*** Opening Study text ***
Defense Technology Incubator Receives Boost In Multiple Ways From $1M In Federal Funding
Posted September 29, 2006
FAYETTEVILLE, N.C. — The fledgling
Defense and Science Technology Accelerator
received a $1.08 million boost this week when a defense appropriation bill passed in the U.S. House of Representatives.
The funds, which will be formally approved when the bill passes in the Senate, provide for the creation of a wireless fidelity (WiFi) communications research lab to be created at the DTSA (pronounced "dista"). The money also raises its profile as a home for new businesses, according to the long-time U.S. Army Special Forces veteran hired to run the center, which will serve as a new business incubator.
"This is a major milestone," Scott Perry, DSTA's general manager, said. "It's significant with regard to our recruitment. It provides entrepreneurs considering the incubator here that there is considerable interest and support in this program."
Congressman Robin Hayes (R-N.C.) sought the funding. Specifics on how the money is to be spent are still to be determined, Perry added.
The building that will house the DTSA is still being upfitted, but Perry is putting together his staff and several companies are already seeking space, including some that could benefit from the WiFi lab.
"Eight companies have already applied," Perry said. "There are some pretty interesting folk."
The DSTA is envisioned as being the hub for the growth of high-tech, defense oriented companies that either work with the military and intelligence agencies to commercialize technology or develop products and technology that the Pentagon and others can use.
*** Closing Study text ***
*** Opening Exercise data ***
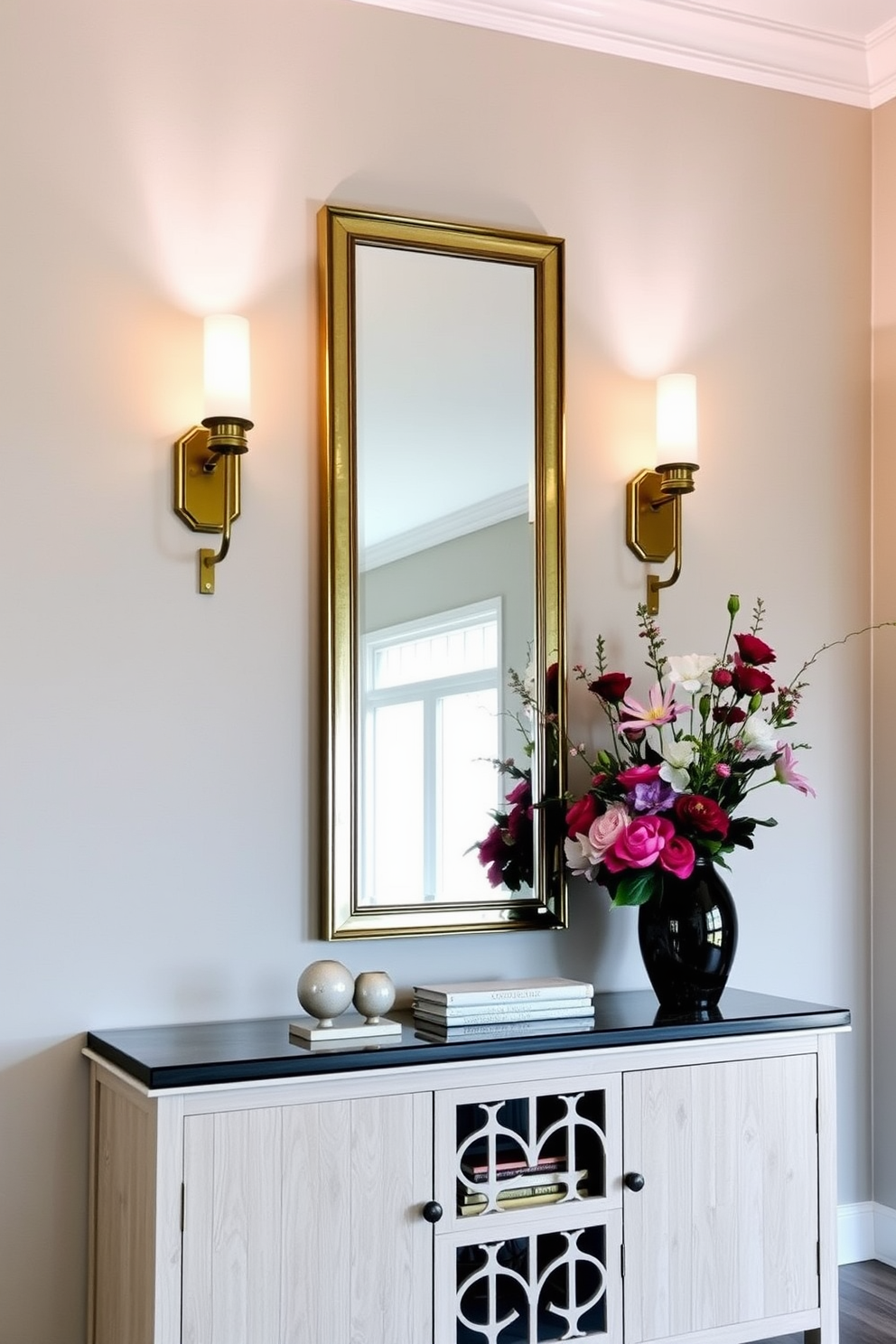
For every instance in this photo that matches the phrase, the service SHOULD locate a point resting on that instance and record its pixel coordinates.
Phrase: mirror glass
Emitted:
(443, 570)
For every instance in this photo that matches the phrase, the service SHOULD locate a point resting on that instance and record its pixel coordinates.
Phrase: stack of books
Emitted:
(543, 1190)
(468, 1008)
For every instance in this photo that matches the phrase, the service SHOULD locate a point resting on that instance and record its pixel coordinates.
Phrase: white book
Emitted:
(485, 1015)
(504, 991)
(501, 1013)
(485, 1031)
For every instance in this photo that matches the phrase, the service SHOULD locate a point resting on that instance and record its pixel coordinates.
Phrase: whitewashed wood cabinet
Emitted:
(672, 1190)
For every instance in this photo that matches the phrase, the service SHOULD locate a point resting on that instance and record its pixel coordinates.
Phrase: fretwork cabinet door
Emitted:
(724, 1230)
(527, 1250)
(303, 1225)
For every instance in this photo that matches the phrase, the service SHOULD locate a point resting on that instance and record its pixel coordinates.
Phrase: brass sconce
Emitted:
(653, 498)
(206, 499)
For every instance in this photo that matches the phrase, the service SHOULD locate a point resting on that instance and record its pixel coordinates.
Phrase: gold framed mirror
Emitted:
(443, 569)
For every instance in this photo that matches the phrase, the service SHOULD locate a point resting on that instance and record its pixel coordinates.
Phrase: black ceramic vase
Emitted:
(688, 937)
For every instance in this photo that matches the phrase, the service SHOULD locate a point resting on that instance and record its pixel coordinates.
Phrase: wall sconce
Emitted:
(653, 498)
(206, 499)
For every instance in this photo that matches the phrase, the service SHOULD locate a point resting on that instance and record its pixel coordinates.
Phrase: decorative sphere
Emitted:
(325, 989)
(374, 994)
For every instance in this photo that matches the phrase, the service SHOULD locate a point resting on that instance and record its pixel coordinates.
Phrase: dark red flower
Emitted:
(610, 687)
(754, 650)
(581, 815)
(702, 815)
(747, 679)
(639, 774)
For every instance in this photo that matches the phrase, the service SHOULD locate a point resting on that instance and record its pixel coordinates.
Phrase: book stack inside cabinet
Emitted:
(461, 1010)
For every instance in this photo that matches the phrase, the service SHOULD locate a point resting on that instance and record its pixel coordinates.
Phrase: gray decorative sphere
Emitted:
(374, 994)
(325, 989)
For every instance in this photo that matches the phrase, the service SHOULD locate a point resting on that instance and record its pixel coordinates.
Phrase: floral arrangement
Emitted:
(684, 762)
(508, 850)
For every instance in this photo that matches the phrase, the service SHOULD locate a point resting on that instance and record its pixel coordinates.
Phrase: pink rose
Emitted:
(605, 829)
(677, 856)
(639, 845)
(639, 774)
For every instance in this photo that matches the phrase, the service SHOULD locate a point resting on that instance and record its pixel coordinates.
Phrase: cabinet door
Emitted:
(303, 1225)
(528, 1250)
(725, 1226)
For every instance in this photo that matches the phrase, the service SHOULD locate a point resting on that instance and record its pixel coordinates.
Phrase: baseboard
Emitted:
(885, 1234)
(856, 1233)
(865, 1231)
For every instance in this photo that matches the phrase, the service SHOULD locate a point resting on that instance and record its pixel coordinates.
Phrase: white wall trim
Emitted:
(691, 35)
(854, 1233)
(865, 1231)
(498, 509)
(885, 1234)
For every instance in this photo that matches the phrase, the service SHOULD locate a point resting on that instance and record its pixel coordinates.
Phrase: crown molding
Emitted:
(692, 35)
(499, 509)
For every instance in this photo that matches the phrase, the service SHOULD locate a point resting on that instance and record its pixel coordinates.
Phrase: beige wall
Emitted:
(157, 751)
(884, 677)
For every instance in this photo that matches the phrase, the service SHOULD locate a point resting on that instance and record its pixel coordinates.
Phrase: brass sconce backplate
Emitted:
(199, 493)
(653, 518)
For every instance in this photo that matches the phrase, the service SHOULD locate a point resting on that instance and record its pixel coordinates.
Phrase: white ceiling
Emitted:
(841, 50)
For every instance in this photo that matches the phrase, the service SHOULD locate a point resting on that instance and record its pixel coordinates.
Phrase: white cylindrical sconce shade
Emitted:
(228, 367)
(677, 420)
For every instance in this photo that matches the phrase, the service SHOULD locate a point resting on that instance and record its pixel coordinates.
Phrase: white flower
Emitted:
(677, 757)
(582, 859)
(691, 671)
(758, 737)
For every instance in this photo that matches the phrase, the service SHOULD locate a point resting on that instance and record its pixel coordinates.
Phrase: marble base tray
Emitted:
(344, 1029)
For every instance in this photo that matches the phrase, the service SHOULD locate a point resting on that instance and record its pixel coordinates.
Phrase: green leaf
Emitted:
(634, 889)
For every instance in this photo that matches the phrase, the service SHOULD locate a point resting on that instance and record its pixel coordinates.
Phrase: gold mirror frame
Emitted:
(341, 230)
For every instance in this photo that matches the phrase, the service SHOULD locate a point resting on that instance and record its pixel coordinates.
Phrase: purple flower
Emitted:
(652, 798)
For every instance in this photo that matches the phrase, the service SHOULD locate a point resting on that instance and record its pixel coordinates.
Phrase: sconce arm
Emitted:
(655, 583)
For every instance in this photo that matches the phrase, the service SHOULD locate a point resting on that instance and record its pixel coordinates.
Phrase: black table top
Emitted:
(201, 1054)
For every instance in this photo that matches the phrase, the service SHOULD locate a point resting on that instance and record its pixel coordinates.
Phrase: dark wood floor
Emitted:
(867, 1305)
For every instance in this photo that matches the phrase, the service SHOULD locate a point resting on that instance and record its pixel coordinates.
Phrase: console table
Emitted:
(641, 1179)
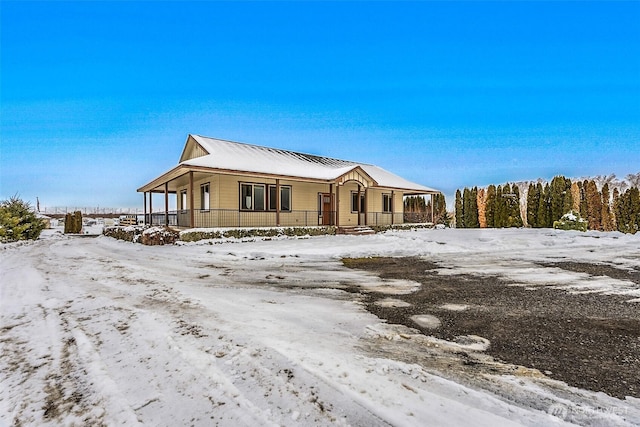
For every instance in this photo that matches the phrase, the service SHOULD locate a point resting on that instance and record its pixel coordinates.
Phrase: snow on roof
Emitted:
(253, 158)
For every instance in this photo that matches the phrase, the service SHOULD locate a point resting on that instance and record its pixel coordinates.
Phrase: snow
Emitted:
(100, 331)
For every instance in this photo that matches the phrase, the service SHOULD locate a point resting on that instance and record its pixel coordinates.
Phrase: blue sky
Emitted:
(97, 98)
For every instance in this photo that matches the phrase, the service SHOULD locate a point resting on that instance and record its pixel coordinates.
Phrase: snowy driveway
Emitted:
(99, 331)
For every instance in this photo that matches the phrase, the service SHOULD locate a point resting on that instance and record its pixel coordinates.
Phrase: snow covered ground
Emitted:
(98, 331)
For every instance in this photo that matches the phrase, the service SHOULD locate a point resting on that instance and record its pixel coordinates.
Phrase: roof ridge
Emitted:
(282, 150)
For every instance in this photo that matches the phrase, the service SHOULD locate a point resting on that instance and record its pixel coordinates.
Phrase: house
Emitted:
(220, 183)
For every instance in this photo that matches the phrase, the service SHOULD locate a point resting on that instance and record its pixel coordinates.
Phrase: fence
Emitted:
(233, 218)
(213, 218)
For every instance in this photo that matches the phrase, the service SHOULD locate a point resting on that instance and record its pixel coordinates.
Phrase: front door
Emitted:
(326, 208)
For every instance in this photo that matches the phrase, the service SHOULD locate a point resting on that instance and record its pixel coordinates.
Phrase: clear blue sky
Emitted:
(97, 98)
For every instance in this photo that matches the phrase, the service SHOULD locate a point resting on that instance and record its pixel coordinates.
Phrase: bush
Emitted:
(159, 236)
(240, 233)
(73, 223)
(571, 221)
(130, 233)
(18, 221)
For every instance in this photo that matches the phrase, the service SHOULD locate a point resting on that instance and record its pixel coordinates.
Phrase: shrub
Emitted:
(240, 233)
(18, 221)
(571, 221)
(129, 234)
(73, 222)
(154, 236)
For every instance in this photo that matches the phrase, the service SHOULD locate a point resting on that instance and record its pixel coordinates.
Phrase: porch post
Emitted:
(433, 220)
(366, 203)
(191, 213)
(359, 204)
(337, 205)
(166, 204)
(332, 218)
(277, 202)
(393, 211)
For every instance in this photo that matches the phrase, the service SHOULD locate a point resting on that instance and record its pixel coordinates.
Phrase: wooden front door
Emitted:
(326, 208)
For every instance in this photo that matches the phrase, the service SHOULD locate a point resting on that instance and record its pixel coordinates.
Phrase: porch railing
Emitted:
(213, 218)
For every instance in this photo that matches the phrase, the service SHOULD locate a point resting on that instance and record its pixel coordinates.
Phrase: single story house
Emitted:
(220, 183)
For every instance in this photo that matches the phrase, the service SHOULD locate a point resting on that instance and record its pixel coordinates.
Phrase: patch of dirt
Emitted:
(590, 341)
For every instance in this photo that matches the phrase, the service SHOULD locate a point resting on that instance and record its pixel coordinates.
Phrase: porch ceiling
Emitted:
(175, 178)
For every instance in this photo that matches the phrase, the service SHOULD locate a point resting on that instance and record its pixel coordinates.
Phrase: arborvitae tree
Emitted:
(473, 204)
(498, 217)
(560, 197)
(459, 210)
(594, 206)
(490, 206)
(482, 207)
(567, 203)
(415, 204)
(627, 209)
(440, 210)
(607, 221)
(470, 208)
(583, 199)
(575, 196)
(533, 200)
(614, 213)
(544, 208)
(515, 218)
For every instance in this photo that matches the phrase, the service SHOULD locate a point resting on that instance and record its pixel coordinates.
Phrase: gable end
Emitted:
(192, 150)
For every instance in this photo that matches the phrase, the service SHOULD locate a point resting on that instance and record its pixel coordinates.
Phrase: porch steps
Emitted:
(356, 230)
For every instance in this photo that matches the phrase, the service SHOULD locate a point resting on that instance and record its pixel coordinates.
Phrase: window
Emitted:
(183, 200)
(252, 197)
(354, 202)
(204, 197)
(387, 203)
(285, 198)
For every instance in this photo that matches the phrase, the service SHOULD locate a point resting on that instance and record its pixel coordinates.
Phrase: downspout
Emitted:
(337, 205)
(433, 220)
(166, 204)
(393, 212)
(191, 214)
(359, 204)
(331, 207)
(278, 202)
*** Closing Exercise data ***
■ Using the information ■
A - In the defense incubator article, what amount of federal funding did the appropriation bill provide?
B - State whether each statement agrees with the defense incubator article, answering yes or no and quoting the deciding words: (i) Congressman Robin Hayes sought the funding. (ii) The building for the incubator is ready to use. (iii) The details of how the money will be spent have been settled.
C - Extract the part of the defense incubator article between "Congressman Robin Hayes" and "the WiFi lab.", inclusive.

■ Answers in order ■
A - $1.08 million.

B -
(i) Yes: "Congressman Robin Hayes (R-N.C.) sought the funding."
(ii) No: "The building that will house the DTSA is still being upfitted"
(iii) No: "Specifics on how the money is to be spent are still to be determined"

C -
Congressman Robin Hayes (R-N.C.) sought the funding. Specifics on how the money is to be spent are still to be determined, Perry added.
The building that will house the DTSA is still being upfitted, but Perry is putting together his staff and several companies are already seeking space, including some that could benefit from the WiFi lab.